_Short exercise 1_
According to the comment about Obama, why did Obama withdraw his name from the Michigan ballot?

_Source text_

Where on earth did you pull this from? First of all, no president can know everything about everything! That's why they have 1) a staff, and 2) an administration. So, yes, I certainly hope Obama (or any President) thinks, "I'll hire the right people" to run the intelligence agencies, the treasury, the various cabinet departments, etc. As for "not knowing anything," I'd say he knows a great deal and has a pretty good handle on policy and the role of government. I base this assertion on his writings and texts of his speeches, which I understand (from interviews given by various consultants) that he is instrumental in writing. And the "Messiah/f*** democracy" thing is both ridiculous and crude.
"Obama doesn't believe in democracy, as he has shown by withdrawing his name from the ballot in MI."
Obama (along with Edwards) withdrew his name from the Michigan ballot because he was abiding by the rules set by the DNC, which was punishing Michigan for defying the DNC's rules and moving their primary too early in the calendar. As a Democratic candidate, Senator Obama was obligated to abide by those rules. And yet nobody seems to fault Senator Clinton for leaving her name on the ballot. A party nominating process is not a democratic election (on either side: witness the roles of Superdelegates, date assignments, and disparities among the states in terms of caucus vs. convention vs. primary), because in the U.S., a political party is free to select their nominee in any way they see fit: they could draw names from hats if they were so inclined. If abiding by party rules makes one undemocratic, well, that pretty much blasts every President we've had in the past 50 years or so.
If you hate Obama so much (and you must, if you really think he's an undemocratic moron with a Messianic complex), I don't understand why the 90-vote threshold matters to you. You would really vote for a guy you despise just because he's the Democratic nominee? Well, then, you can't hate him all that much. And if you don't hate him all that much, why aren't you voting for him, even if he wins the Democratic nomination by 89 votes?
This "logic" defies my every attempt to understand it.

_Short exercise 2_
From the rows, output as a Markdown table with columns n and Line the lines beginning at the one that has "shore</item>, your assistance would be valued." and stopping after the one that has "M 433 296 L". Leave out blank lines.

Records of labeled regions

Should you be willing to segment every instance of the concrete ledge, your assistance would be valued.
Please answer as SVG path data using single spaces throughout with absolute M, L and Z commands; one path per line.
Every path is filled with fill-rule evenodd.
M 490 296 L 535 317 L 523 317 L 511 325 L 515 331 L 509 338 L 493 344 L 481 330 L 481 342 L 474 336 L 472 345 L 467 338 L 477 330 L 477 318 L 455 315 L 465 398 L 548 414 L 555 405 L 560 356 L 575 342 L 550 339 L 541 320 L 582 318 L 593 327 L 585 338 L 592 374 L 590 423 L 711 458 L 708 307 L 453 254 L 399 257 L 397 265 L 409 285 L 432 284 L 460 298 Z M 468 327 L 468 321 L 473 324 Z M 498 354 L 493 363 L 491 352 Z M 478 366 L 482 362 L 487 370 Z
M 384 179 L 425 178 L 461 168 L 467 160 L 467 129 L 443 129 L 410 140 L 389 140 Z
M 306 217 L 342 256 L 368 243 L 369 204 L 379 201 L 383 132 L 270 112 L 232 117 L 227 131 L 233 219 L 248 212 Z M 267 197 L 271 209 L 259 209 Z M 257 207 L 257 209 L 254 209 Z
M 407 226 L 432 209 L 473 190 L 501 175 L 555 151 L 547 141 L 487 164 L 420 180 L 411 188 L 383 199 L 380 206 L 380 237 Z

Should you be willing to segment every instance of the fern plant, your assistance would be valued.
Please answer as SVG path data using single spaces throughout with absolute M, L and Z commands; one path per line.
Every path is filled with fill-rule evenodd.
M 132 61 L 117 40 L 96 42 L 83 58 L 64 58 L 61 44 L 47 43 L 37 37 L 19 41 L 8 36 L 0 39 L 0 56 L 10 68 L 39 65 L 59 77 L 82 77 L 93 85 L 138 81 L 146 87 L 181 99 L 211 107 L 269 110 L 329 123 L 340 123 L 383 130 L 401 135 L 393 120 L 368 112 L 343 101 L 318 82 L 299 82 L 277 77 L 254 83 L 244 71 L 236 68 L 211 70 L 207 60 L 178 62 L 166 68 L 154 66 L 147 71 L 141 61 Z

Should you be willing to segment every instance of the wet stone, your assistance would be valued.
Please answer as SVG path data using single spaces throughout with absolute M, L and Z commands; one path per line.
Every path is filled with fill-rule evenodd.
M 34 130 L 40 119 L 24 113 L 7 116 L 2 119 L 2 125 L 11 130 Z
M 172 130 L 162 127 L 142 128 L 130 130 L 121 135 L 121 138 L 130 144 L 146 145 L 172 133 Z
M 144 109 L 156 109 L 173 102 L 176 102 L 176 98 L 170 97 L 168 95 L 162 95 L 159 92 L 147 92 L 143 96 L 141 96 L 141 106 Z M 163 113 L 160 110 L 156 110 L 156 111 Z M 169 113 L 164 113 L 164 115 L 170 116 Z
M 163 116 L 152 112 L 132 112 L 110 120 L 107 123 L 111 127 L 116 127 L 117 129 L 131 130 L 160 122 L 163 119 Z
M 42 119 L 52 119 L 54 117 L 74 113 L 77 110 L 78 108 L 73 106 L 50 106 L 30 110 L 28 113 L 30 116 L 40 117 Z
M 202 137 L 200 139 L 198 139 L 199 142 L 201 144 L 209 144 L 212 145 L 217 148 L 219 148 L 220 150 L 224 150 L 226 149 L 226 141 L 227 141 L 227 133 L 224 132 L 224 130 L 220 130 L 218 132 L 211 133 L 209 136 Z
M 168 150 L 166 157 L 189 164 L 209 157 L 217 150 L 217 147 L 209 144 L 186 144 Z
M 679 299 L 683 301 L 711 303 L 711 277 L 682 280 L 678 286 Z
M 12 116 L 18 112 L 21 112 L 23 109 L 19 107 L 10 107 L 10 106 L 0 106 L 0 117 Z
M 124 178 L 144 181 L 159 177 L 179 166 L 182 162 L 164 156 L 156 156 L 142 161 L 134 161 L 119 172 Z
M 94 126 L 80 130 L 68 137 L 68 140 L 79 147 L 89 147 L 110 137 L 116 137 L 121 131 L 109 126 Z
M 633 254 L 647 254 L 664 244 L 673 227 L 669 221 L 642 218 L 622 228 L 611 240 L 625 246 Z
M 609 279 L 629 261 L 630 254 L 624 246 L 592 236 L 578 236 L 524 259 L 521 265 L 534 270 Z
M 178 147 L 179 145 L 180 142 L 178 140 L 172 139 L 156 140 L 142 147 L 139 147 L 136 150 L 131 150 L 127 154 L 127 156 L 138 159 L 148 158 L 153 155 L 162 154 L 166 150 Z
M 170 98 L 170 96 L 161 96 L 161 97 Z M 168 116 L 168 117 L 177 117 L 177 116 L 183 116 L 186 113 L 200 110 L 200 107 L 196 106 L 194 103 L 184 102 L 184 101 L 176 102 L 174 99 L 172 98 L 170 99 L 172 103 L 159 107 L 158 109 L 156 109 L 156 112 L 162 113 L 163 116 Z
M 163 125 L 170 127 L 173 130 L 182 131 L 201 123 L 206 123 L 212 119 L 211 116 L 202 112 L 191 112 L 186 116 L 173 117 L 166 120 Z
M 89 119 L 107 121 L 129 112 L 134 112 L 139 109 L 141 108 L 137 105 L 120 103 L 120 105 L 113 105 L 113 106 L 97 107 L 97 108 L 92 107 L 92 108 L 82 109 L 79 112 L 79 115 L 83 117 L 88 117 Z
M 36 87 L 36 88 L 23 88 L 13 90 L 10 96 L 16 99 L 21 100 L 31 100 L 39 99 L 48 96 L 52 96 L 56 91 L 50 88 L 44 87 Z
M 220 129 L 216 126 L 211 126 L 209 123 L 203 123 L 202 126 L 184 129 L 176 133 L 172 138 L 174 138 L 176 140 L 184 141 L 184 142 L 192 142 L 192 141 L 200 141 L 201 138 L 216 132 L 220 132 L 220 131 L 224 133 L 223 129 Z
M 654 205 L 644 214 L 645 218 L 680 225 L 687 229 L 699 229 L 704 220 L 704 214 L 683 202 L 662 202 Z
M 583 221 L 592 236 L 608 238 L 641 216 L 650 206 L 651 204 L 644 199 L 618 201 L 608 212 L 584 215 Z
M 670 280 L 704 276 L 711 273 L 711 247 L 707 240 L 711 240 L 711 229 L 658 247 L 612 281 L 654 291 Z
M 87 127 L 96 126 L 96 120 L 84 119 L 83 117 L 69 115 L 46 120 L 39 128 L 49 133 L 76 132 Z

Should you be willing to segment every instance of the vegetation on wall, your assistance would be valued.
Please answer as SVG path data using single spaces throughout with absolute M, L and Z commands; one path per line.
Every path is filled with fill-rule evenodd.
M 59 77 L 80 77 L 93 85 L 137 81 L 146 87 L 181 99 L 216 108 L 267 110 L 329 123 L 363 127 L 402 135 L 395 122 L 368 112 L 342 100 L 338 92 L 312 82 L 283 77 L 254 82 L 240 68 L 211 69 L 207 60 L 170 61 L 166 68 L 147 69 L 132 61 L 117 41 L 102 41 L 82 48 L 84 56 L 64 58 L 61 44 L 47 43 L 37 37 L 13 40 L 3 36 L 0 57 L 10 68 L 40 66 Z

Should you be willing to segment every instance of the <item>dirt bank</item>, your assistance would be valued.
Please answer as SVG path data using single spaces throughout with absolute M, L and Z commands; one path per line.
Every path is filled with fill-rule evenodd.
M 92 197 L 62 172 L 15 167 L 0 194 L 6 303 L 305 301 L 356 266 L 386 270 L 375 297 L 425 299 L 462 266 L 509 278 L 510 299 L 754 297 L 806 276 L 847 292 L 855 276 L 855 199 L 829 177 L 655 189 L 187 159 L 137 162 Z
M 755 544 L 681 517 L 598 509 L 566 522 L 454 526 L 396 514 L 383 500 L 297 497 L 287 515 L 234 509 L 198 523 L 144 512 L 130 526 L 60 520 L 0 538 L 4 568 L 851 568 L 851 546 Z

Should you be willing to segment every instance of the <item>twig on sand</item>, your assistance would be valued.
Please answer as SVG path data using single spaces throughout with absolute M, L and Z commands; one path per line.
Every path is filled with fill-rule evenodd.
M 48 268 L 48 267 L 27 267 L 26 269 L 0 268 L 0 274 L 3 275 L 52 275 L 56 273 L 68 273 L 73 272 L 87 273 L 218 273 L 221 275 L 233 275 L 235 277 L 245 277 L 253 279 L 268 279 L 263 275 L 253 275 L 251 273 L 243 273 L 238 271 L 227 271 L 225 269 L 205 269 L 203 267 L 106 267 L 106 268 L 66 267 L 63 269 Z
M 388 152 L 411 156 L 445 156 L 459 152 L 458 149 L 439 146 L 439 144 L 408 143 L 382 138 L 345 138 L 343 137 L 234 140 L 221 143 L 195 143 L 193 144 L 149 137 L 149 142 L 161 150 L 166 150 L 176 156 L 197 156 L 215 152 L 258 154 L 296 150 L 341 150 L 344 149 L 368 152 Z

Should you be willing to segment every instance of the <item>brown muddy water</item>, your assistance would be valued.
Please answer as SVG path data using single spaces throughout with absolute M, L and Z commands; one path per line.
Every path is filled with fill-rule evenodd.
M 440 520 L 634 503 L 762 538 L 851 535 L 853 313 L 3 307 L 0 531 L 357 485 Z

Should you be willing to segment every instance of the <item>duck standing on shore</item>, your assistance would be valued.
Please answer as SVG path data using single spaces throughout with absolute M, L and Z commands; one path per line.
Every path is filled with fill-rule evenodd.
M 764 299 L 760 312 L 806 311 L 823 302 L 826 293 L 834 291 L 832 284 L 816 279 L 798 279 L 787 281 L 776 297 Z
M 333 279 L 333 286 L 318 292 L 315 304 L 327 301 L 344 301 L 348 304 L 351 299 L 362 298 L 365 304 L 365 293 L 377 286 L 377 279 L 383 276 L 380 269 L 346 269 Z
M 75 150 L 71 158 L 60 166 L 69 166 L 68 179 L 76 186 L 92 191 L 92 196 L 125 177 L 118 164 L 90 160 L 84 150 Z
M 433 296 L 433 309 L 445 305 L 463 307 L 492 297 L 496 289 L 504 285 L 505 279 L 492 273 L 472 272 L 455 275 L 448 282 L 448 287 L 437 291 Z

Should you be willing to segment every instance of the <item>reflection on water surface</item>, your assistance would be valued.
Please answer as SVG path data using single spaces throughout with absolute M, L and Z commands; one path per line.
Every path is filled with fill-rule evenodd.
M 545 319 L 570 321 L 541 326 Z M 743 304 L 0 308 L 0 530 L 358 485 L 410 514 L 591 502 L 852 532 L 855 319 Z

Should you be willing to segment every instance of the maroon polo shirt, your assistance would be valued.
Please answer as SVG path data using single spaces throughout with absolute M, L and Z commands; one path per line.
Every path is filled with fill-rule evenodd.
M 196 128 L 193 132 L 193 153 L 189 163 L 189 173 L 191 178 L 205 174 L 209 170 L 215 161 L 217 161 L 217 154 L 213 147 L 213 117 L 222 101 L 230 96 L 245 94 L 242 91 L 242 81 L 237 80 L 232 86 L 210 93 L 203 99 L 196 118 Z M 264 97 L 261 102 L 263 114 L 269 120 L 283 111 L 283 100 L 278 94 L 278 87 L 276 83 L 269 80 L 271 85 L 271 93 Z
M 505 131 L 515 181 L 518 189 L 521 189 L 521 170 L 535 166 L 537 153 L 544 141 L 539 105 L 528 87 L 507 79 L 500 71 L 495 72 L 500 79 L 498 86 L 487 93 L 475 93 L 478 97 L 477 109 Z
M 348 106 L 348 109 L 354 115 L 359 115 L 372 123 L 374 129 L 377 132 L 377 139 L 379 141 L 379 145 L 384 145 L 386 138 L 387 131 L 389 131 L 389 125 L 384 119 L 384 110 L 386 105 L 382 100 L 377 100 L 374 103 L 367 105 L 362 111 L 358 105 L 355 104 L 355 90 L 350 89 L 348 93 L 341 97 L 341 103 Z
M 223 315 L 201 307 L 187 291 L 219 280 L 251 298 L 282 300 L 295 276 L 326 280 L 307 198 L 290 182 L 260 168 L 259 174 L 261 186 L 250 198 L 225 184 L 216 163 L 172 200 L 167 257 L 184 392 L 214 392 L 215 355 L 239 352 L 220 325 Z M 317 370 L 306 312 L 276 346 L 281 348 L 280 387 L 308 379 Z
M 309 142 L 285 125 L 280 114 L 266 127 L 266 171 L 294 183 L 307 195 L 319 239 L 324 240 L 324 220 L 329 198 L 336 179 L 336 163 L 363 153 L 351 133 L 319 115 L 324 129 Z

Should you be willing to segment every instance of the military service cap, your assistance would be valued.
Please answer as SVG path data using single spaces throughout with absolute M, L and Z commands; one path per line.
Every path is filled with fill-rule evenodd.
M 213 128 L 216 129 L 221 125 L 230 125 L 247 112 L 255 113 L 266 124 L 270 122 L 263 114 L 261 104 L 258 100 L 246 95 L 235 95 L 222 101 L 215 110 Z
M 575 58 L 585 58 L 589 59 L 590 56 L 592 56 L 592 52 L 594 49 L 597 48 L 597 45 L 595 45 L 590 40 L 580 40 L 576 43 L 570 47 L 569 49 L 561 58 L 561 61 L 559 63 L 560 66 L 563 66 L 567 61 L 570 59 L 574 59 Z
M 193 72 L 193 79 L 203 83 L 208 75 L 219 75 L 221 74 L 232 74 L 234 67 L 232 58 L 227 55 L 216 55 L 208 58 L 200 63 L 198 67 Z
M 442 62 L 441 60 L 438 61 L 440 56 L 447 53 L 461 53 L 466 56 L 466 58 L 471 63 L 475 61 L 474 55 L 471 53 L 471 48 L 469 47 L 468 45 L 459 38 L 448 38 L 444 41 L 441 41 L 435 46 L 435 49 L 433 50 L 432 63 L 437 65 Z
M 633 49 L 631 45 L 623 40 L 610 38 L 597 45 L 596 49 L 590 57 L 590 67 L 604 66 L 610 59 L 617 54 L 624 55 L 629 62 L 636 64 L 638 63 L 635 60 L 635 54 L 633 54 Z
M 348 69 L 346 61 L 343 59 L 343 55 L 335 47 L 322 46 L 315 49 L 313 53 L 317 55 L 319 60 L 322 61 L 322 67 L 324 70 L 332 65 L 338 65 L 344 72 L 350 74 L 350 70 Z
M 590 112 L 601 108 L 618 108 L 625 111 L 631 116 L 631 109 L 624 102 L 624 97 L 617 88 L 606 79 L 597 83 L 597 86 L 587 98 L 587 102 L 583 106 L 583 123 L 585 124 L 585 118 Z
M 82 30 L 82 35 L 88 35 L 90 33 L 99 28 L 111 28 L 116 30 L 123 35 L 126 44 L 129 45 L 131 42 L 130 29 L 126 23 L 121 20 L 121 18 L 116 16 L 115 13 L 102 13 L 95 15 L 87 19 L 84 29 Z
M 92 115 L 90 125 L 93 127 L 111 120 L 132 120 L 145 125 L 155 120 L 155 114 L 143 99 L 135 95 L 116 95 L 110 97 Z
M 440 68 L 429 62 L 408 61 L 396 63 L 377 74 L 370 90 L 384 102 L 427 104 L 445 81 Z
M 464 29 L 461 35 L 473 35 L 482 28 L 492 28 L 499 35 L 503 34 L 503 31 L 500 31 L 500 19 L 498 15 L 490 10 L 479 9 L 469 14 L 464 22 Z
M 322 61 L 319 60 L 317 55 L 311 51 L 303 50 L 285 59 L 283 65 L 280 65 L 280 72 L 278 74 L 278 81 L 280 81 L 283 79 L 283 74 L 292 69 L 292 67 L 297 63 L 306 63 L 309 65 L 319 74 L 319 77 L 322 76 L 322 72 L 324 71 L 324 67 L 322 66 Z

_Correct output 1_
He was abiding by the DNC's rules, which punished Michigan for moving its primary too early in the calendar.

_Correct output 2_
| n | Line |
|---|---|
| 1 | Should you be willing to segment every instance of the <item>duck standing on shore</item>, your assistance would be valued. |
| 2 | Please answer as SVG path data using single spaces throughout with absolute M, L and Z commands; one path per line. |
| 3 | Every path is filled with fill-rule evenodd. |
| 4 | M 764 299 L 760 312 L 806 311 L 823 302 L 826 293 L 834 291 L 832 284 L 816 279 L 798 279 L 787 281 L 776 297 Z |
| 5 | M 333 279 L 333 286 L 318 292 L 315 304 L 327 301 L 344 301 L 348 304 L 351 299 L 362 298 L 365 304 L 365 293 L 377 286 L 377 279 L 383 276 L 380 269 L 346 269 Z |
| 6 | M 75 150 L 71 158 L 60 166 L 69 166 L 68 179 L 76 186 L 92 191 L 92 196 L 125 177 L 118 164 L 90 160 L 84 150 Z |
| 7 | M 433 296 L 433 309 L 445 305 L 463 307 L 492 297 L 496 289 L 504 285 L 505 279 L 492 273 L 472 272 L 455 275 L 448 282 L 448 287 L 437 291 Z |